◆ **Problem to work on**: Transcribe the lines of the records starting with the one that has "Target: helter skelter slide" in it and ending with the last, and transcribe nothing else.

Dataset excerpt
---+---
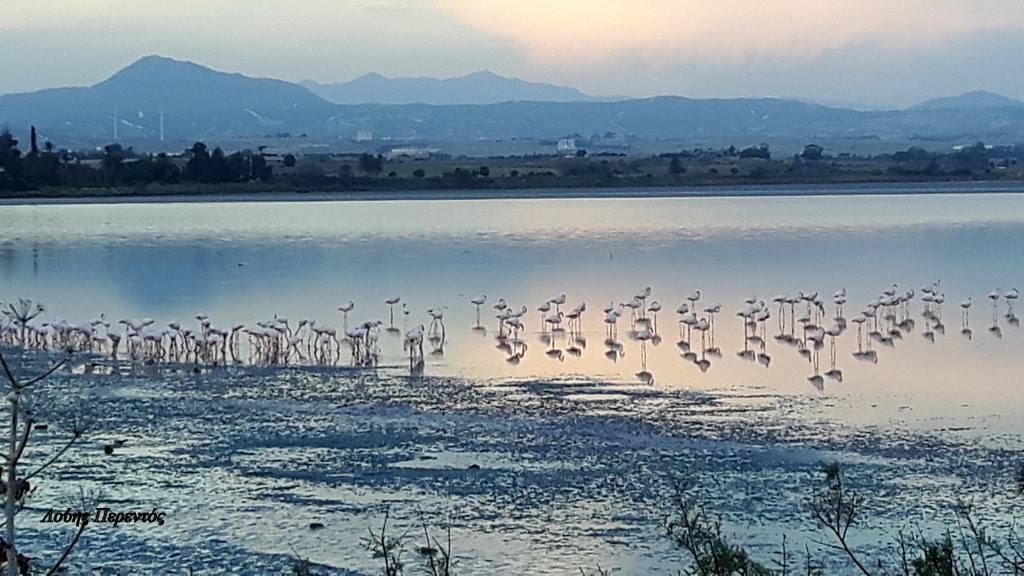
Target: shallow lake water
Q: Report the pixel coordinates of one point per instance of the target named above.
(346, 442)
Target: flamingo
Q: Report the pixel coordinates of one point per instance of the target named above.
(344, 310)
(653, 309)
(544, 310)
(478, 301)
(390, 304)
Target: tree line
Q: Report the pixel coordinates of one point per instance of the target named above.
(118, 165)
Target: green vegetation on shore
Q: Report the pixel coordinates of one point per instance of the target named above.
(48, 172)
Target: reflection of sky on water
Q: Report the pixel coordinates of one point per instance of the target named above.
(243, 262)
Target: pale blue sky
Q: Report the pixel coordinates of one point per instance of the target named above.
(846, 51)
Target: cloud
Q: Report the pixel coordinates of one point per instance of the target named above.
(571, 33)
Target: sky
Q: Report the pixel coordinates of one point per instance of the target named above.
(870, 53)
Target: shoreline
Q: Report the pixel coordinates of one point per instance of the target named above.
(724, 191)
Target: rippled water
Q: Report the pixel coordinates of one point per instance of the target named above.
(576, 455)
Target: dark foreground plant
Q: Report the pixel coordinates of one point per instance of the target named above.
(436, 554)
(966, 549)
(22, 422)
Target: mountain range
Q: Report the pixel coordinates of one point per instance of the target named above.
(199, 104)
(477, 88)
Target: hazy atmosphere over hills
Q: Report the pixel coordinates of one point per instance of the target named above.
(479, 87)
(198, 103)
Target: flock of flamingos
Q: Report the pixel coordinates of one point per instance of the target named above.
(803, 321)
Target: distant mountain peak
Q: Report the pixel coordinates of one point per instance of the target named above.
(975, 99)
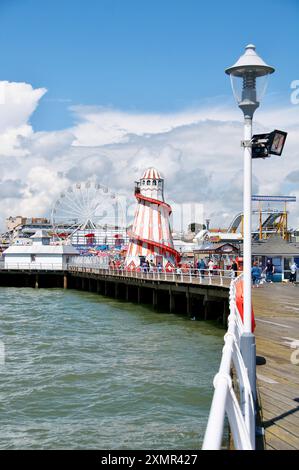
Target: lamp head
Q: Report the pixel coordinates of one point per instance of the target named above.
(249, 76)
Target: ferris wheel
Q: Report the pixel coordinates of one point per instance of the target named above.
(86, 206)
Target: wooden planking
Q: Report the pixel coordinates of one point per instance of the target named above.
(277, 306)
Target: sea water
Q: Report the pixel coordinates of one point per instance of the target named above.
(83, 371)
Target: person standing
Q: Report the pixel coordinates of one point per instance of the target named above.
(202, 267)
(269, 271)
(210, 267)
(255, 274)
(235, 267)
(293, 269)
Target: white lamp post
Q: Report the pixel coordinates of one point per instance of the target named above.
(249, 79)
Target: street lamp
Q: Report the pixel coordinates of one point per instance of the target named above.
(249, 76)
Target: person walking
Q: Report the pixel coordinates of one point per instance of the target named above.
(210, 267)
(269, 271)
(256, 274)
(201, 268)
(293, 274)
(235, 267)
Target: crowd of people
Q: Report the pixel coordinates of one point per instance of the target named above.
(260, 275)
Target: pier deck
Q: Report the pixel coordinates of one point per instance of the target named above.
(276, 309)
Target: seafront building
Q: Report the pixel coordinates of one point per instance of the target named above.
(40, 254)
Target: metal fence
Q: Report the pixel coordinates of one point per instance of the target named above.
(238, 407)
(217, 277)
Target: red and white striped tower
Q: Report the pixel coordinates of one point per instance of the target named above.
(151, 237)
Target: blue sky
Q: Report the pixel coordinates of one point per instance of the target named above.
(146, 55)
(101, 89)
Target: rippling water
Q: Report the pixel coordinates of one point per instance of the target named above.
(83, 371)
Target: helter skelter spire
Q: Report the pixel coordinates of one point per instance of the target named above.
(151, 237)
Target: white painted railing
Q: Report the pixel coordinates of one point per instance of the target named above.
(239, 411)
(34, 267)
(193, 276)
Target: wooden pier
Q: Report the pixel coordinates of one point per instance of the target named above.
(276, 309)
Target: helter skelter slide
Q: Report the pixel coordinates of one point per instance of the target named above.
(151, 238)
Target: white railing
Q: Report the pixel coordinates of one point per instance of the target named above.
(239, 411)
(217, 277)
(33, 267)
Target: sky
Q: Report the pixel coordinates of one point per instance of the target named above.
(101, 89)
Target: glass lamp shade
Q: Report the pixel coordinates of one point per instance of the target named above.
(249, 87)
(249, 77)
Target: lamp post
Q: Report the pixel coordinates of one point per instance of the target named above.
(249, 76)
---+---
◆ **Result**:
Target: helter skelter slide
Q: Report the pixel coordinates of one point per instance of the target named above.
(151, 238)
Target: white railing
Q: Report the pixel coordinates of one point per instance of the target named above.
(239, 411)
(217, 277)
(33, 267)
Target: sky
Q: Report the pixel coordinates of one point per instance of the target named above.
(101, 89)
Target: glass lamp shade
Q: Report the pixel coordinates of one point per instance of the target named above.
(249, 87)
(249, 77)
Target: lamp post
Q: Report the pixel coordinates of one point per instance of the target named above.
(249, 76)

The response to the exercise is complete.